Assignment → Provide again, from the entries below, every line from the one containing "column 315, row 3" through the one containing "column 4, row 512", exactly as written, and no other line.

Given data →
§

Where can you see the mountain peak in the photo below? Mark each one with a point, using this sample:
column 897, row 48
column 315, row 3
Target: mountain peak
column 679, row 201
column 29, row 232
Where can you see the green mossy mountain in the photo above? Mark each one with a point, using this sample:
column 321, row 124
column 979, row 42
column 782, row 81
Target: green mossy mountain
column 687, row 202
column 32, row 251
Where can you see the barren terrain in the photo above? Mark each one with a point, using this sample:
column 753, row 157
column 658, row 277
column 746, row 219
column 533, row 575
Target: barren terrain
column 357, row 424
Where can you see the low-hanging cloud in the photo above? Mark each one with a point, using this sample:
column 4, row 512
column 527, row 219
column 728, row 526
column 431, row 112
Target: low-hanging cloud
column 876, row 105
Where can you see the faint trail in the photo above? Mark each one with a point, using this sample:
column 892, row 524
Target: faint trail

§

Exercise result →
column 315, row 3
Target: mountain peak
column 679, row 201
column 29, row 232
Where can you see the green mossy mountain in the photo above? Mark each one with a point, using this sample:
column 321, row 124
column 979, row 42
column 782, row 81
Target: green mossy mountain
column 687, row 202
column 32, row 251
Where can you see the barren terrain in the photo above? Mark each one with a point, using this sample:
column 753, row 157
column 658, row 277
column 746, row 219
column 533, row 575
Target: barren terrain
column 357, row 424
Where can you see the low-hanging cloud in the photo above? Mark each one with a point, using this sample:
column 4, row 512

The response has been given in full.